--- Exercices ---
1. Répondez à ces questions à partir de l'extrait sur l'élection de Javier Milei.
(a) Quel jour Javier Milei a-t-il été élu président de l'Argentine ?
(b) Contre quel candidat a-t-il gagné le second tour ?
(c) Dès quelle date assumera-t-il la présidence ?
2. Sélectionnez toutes les lignes des entrées qui contiennent le mot « sleeve » et recopiez-les.

--- Extrait du texte ---

Javier Milei a été élu président de l’Argentine dimanche 19 novembre. Connu pour ses prises de positions controversées, il pourrait desservir la communauté des bitcoiners selon certains experts.
Dimanche 19 novembre, le libertarien Javier Milei a remporté le second tour de l’élection présidentielle en Argentine face au centriste Sergio Massa. Celui qui s’est plutôt positionné en faveur du bitcoin durant sa campagne présidentielle, assumera la présidence de l’Argentine dès le 10 décembre à la place de Alberto Fernandez. « Aujourd’hui commence la fin de la décadence. C’en est fini du modèle appauvrissant de la “caste”. Aujourd’hui, nous adoptons le modèle de la liberté, pour redevenir une puissance mondiale », a déclaré Javier Milei dans son discours de victoire.

--- Entrées à traiter ---
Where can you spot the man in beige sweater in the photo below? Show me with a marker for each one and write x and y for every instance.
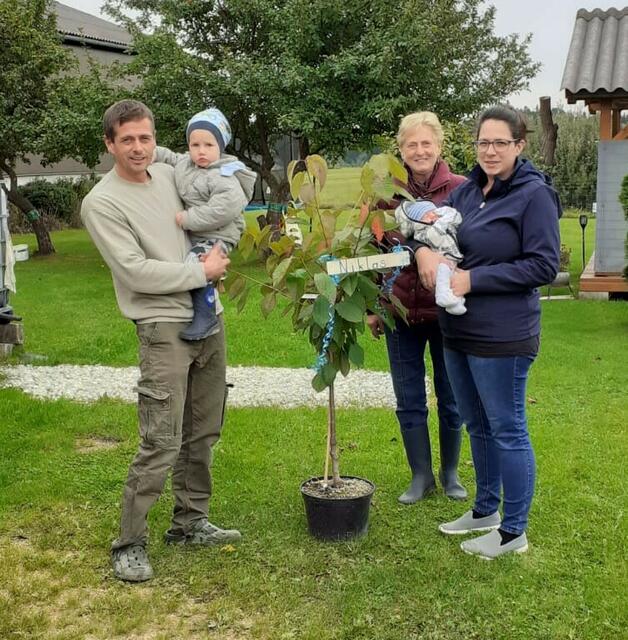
(130, 215)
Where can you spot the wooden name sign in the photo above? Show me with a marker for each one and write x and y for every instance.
(368, 263)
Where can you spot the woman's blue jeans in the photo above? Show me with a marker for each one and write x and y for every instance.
(491, 397)
(406, 353)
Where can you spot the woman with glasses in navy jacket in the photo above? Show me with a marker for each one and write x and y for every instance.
(509, 238)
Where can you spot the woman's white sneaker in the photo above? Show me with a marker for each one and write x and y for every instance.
(468, 524)
(490, 546)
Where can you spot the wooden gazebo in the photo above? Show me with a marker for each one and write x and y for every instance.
(596, 72)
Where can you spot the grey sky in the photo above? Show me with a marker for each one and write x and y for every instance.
(550, 22)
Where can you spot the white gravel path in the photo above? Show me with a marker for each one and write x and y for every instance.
(253, 386)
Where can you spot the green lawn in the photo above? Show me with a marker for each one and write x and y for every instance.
(59, 500)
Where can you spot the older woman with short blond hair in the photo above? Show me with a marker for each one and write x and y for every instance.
(420, 139)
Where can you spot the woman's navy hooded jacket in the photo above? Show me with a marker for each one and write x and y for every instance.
(510, 242)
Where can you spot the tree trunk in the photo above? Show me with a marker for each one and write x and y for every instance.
(549, 133)
(44, 241)
(333, 447)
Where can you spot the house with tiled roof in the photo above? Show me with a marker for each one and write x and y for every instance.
(88, 37)
(596, 72)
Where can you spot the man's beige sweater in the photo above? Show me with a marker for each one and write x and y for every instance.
(133, 225)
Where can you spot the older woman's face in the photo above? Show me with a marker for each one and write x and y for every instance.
(420, 151)
(498, 162)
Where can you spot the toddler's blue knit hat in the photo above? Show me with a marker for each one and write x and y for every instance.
(214, 121)
(416, 210)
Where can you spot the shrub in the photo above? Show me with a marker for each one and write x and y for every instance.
(60, 200)
(623, 199)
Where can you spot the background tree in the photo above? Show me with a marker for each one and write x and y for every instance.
(43, 110)
(332, 73)
(574, 171)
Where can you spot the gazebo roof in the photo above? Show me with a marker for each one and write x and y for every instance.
(597, 62)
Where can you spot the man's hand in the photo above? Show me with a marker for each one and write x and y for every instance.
(461, 282)
(427, 262)
(215, 263)
(376, 325)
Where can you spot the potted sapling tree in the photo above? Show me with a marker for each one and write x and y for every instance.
(329, 278)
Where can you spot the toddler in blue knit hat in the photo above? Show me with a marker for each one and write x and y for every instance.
(436, 228)
(214, 187)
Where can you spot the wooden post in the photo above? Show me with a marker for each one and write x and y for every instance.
(606, 123)
(615, 122)
(550, 131)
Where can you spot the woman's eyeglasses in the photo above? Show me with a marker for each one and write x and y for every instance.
(498, 145)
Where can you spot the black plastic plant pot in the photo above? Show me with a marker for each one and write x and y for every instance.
(337, 518)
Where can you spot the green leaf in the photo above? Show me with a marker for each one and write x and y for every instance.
(345, 365)
(235, 287)
(401, 310)
(284, 245)
(246, 244)
(379, 164)
(307, 192)
(356, 354)
(317, 166)
(358, 300)
(281, 270)
(318, 383)
(296, 183)
(328, 222)
(320, 314)
(367, 177)
(243, 300)
(325, 286)
(349, 311)
(268, 303)
(397, 170)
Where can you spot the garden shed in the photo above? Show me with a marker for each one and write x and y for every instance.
(596, 72)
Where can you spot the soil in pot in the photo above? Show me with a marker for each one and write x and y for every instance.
(337, 513)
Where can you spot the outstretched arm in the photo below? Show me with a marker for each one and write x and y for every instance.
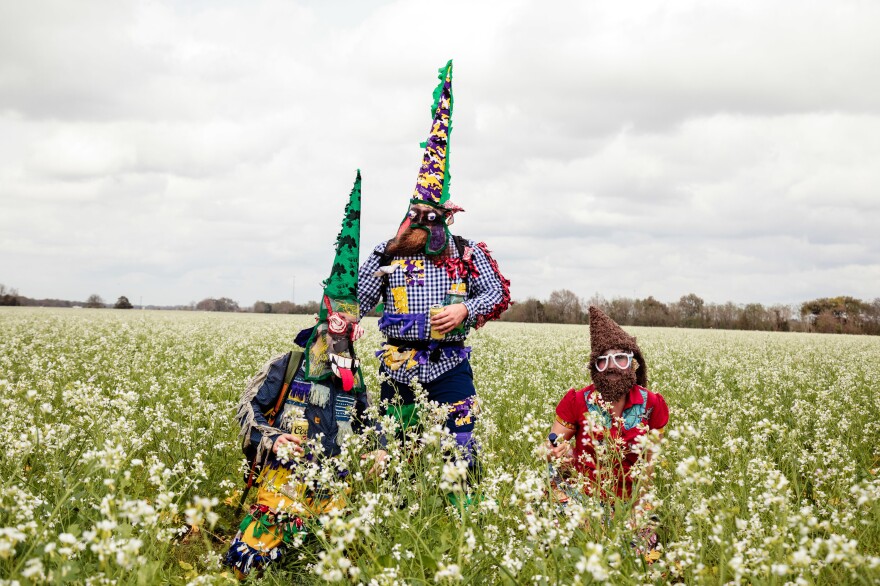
(487, 292)
(369, 285)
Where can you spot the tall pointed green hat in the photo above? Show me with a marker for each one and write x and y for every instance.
(341, 285)
(432, 184)
(329, 350)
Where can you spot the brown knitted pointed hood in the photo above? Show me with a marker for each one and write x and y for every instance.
(606, 334)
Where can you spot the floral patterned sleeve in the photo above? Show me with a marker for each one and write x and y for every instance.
(567, 412)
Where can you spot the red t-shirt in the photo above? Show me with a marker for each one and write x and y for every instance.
(642, 411)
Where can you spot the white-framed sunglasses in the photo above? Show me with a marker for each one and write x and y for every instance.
(622, 361)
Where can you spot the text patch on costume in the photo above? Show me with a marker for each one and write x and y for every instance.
(413, 270)
(401, 300)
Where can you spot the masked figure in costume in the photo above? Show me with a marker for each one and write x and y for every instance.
(617, 407)
(434, 288)
(297, 411)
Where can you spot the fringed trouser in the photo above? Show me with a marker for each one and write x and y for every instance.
(455, 389)
(278, 517)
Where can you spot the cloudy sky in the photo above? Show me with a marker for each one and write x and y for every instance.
(172, 151)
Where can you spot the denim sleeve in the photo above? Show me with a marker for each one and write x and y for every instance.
(362, 406)
(267, 397)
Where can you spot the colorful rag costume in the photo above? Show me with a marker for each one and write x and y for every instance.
(325, 402)
(411, 281)
(581, 412)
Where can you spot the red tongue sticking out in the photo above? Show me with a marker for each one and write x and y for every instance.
(347, 378)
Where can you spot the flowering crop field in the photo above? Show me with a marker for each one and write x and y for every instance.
(121, 462)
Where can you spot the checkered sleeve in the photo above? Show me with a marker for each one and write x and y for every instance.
(486, 290)
(369, 285)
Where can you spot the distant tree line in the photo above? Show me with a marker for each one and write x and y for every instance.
(841, 315)
(845, 315)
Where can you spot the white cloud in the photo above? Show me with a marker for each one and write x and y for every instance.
(179, 151)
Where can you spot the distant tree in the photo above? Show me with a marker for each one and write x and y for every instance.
(94, 301)
(122, 303)
(621, 310)
(206, 305)
(754, 317)
(8, 296)
(564, 307)
(847, 311)
(690, 307)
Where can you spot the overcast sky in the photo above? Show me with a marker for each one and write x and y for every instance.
(172, 151)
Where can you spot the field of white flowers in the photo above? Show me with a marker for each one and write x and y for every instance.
(120, 456)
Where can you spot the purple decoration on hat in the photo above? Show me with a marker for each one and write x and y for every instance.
(432, 184)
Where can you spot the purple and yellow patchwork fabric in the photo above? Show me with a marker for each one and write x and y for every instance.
(413, 270)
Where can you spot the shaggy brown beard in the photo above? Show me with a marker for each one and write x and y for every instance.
(612, 389)
(410, 243)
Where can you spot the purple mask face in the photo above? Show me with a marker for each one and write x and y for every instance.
(432, 221)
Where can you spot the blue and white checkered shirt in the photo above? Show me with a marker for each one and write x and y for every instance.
(413, 288)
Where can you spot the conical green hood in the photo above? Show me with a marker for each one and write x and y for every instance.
(432, 185)
(341, 285)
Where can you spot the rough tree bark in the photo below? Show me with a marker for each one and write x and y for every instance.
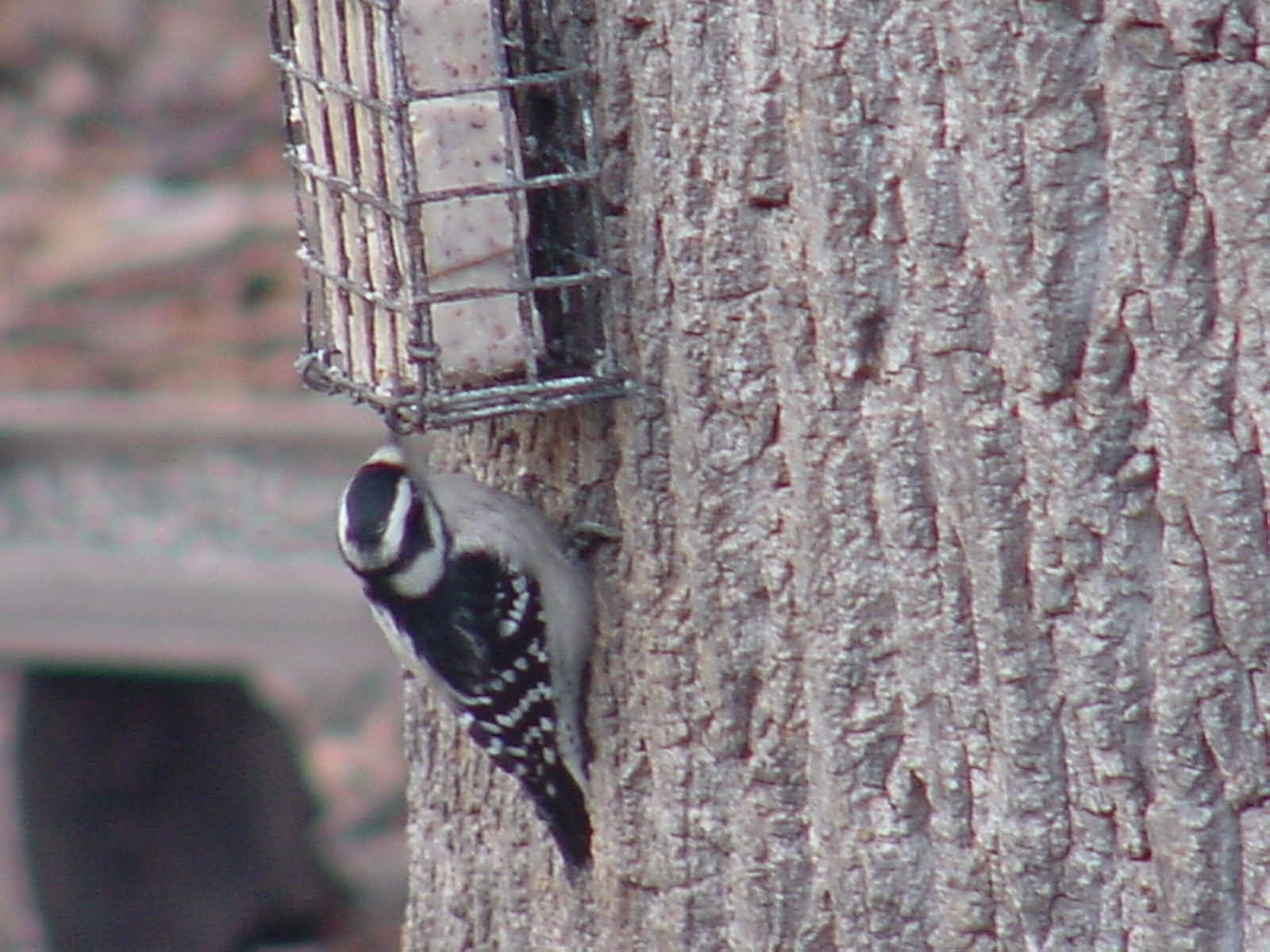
(940, 617)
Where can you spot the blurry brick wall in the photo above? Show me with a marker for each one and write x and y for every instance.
(146, 225)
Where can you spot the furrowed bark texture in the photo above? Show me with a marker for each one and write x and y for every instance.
(941, 611)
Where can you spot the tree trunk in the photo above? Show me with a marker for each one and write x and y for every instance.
(940, 613)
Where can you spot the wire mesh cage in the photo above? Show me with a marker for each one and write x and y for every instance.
(444, 169)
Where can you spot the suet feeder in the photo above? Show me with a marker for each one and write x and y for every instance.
(450, 232)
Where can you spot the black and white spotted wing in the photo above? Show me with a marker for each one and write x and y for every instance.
(482, 630)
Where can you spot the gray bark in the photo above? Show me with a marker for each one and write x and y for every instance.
(940, 616)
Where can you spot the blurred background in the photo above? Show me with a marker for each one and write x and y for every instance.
(198, 725)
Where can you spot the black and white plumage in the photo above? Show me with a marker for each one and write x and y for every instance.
(478, 596)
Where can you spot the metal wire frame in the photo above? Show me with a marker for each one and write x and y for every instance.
(368, 315)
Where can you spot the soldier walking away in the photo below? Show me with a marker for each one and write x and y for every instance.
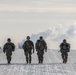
(28, 46)
(8, 48)
(64, 49)
(40, 47)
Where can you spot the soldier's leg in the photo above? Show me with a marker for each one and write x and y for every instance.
(66, 57)
(38, 56)
(9, 59)
(63, 57)
(30, 57)
(41, 58)
(26, 54)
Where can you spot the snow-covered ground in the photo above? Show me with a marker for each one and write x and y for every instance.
(52, 64)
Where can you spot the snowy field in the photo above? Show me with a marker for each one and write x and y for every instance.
(52, 64)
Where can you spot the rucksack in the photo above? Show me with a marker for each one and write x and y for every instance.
(65, 47)
(40, 45)
(28, 45)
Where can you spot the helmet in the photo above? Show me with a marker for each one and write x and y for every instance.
(41, 37)
(28, 37)
(8, 39)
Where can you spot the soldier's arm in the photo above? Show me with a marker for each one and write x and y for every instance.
(23, 46)
(32, 46)
(13, 46)
(36, 46)
(4, 48)
(45, 46)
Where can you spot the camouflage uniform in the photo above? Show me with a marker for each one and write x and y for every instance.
(28, 46)
(64, 49)
(40, 47)
(8, 48)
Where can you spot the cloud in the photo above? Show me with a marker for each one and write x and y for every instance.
(38, 8)
(56, 33)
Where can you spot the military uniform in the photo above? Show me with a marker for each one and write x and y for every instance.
(8, 48)
(64, 48)
(28, 46)
(40, 47)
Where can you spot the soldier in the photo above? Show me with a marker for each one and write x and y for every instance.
(8, 48)
(64, 49)
(28, 46)
(40, 47)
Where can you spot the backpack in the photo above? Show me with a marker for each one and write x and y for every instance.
(28, 45)
(40, 45)
(65, 47)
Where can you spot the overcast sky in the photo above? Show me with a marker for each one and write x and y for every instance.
(19, 18)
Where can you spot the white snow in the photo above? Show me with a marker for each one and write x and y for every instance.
(52, 64)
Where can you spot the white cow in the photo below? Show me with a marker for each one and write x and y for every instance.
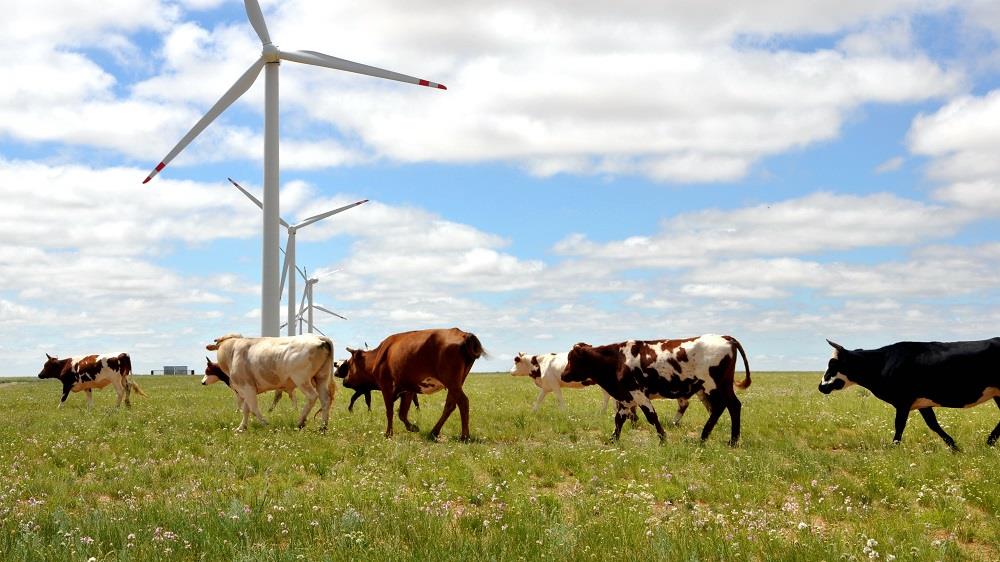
(546, 372)
(251, 366)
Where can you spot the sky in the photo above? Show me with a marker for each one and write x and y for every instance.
(783, 172)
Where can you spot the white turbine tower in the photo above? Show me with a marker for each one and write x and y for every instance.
(269, 60)
(290, 249)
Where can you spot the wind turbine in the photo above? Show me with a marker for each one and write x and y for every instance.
(307, 305)
(290, 250)
(269, 60)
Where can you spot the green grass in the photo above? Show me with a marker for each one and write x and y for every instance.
(814, 478)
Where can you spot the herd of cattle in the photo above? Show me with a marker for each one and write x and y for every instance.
(908, 375)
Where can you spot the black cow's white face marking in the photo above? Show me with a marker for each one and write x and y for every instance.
(833, 379)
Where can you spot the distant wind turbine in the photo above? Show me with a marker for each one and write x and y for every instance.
(290, 249)
(269, 60)
(307, 305)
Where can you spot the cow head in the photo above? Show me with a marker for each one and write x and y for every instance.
(340, 368)
(354, 371)
(525, 365)
(218, 341)
(834, 377)
(55, 368)
(214, 373)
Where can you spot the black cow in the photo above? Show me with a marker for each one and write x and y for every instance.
(635, 371)
(921, 376)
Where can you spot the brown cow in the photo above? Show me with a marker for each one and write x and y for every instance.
(420, 362)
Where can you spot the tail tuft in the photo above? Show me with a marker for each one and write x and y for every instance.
(473, 348)
(745, 383)
(136, 389)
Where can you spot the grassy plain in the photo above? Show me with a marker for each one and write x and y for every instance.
(814, 478)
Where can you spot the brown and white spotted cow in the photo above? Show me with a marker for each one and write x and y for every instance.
(635, 371)
(92, 371)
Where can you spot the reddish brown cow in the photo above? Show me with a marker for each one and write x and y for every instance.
(420, 362)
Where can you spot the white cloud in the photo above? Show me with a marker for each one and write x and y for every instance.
(820, 222)
(890, 165)
(537, 84)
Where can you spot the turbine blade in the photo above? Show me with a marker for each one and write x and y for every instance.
(256, 18)
(322, 216)
(327, 274)
(319, 59)
(242, 84)
(255, 200)
(328, 311)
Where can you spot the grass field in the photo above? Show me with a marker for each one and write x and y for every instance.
(814, 478)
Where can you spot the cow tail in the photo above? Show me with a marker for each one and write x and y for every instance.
(746, 381)
(473, 348)
(135, 388)
(331, 380)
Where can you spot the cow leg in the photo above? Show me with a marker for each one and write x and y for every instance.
(310, 393)
(620, 415)
(735, 407)
(274, 403)
(120, 391)
(931, 420)
(463, 411)
(450, 402)
(538, 402)
(682, 404)
(404, 410)
(325, 402)
(250, 401)
(992, 439)
(718, 406)
(647, 409)
(66, 389)
(902, 414)
(387, 397)
(246, 416)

--- Corrigé ---
1.
(a) Le dimanche 19 novembre.
(b) Contre le centriste Sergio Massa.
(c) Dès le 10 décembre.

2.
Where can you spot the floral patterned sleeve in the photo above? Show me with a marker for each one and write x and y for every instance.
Where can you spot the denim sleeve in the photo above? Show me with a marker for each one and write x and y for every instance.
Where can you spot the checkered sleeve in the photo above? Show me with a marker for each one and write x and y for every instance.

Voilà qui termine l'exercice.